## Provided data
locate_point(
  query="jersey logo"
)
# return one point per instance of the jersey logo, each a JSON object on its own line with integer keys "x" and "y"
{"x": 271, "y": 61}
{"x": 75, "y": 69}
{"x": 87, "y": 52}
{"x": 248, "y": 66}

## Work to be completed
Copy out every entry exactly.

## Finished exercise
locate_point(
  query="jersey logo"
)
# return one point per instance of the jersey logo, each a JSON object on its own line with integer keys "x" and "y"
{"x": 271, "y": 61}
{"x": 75, "y": 69}
{"x": 87, "y": 52}
{"x": 248, "y": 66}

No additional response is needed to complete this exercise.